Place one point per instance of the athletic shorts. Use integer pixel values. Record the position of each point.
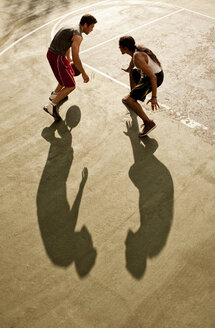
(143, 84)
(61, 69)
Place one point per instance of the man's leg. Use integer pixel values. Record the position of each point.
(62, 94)
(149, 125)
(135, 106)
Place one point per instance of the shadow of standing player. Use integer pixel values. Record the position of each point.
(155, 186)
(57, 221)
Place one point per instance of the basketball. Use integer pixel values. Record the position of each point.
(76, 71)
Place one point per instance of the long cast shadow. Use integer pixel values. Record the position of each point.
(57, 221)
(156, 202)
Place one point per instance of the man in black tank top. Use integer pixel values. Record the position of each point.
(63, 67)
(146, 78)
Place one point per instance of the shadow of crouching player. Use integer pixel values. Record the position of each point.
(155, 185)
(57, 221)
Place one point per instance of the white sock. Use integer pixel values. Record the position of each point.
(49, 107)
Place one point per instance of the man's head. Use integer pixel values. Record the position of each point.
(87, 23)
(127, 44)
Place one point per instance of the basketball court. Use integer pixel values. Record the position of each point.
(98, 227)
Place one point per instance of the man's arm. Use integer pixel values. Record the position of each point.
(68, 55)
(76, 41)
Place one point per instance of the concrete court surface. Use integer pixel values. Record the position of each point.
(99, 228)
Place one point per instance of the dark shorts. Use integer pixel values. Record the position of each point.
(61, 69)
(143, 84)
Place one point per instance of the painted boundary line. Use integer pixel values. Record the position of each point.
(189, 122)
(52, 21)
(132, 30)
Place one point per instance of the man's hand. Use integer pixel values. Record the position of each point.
(154, 103)
(127, 70)
(85, 77)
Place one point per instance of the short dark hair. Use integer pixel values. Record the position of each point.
(89, 19)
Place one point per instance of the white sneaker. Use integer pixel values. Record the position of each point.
(52, 96)
(52, 110)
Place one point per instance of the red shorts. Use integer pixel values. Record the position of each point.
(61, 69)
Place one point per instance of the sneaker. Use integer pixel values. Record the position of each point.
(52, 110)
(148, 127)
(52, 96)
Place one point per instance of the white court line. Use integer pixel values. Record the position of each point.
(192, 11)
(106, 75)
(194, 123)
(52, 21)
(132, 30)
(186, 121)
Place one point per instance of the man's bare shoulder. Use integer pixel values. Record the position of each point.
(77, 38)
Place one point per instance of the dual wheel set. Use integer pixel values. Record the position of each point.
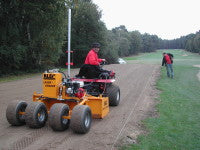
(35, 115)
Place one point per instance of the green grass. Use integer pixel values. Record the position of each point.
(178, 124)
(8, 78)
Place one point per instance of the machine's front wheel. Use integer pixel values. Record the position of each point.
(113, 92)
(81, 119)
(56, 120)
(15, 112)
(36, 115)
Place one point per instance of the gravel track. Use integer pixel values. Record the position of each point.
(121, 126)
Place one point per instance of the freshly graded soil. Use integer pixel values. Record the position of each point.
(121, 126)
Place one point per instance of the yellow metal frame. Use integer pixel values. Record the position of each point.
(51, 94)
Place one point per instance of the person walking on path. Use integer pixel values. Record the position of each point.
(167, 61)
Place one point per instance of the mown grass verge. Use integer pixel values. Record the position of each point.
(178, 124)
(20, 76)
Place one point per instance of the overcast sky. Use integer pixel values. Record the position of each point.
(168, 19)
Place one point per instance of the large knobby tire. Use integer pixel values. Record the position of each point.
(113, 92)
(81, 119)
(56, 121)
(36, 115)
(13, 113)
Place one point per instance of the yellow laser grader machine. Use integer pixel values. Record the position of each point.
(66, 101)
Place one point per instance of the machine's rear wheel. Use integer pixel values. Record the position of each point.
(56, 120)
(15, 113)
(81, 119)
(36, 115)
(113, 92)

________

#### Requirements:
Lay out the listing as a numbered list, beginning at the line that contains "Place one point per instance of the mown" and continuing through the listing's last line, with blank lines left out.

#### Result:
1. Place one point per instance of the mown grass verge. Use integer pixel values. Record the position of each point.
2. (178, 124)
3. (20, 76)
4. Place one point per instance of the overcast sky. Use integer pixel values. Record the position of each point.
5. (168, 19)
6. Place one point per instance of the large knobby tire. Use integer pixel values. Record the position of each point.
7. (113, 92)
8. (81, 119)
9. (56, 121)
10. (36, 115)
11. (13, 113)
12. Place one point per instance of the yellow laser grader machine. Use integer pixel values. Record the position of each point.
13. (66, 101)
14. Place one point per instance of the machine's rear wheel. Use integer pixel values. Record the position of each point.
15. (56, 120)
16. (15, 113)
17. (81, 119)
18. (36, 115)
19. (113, 92)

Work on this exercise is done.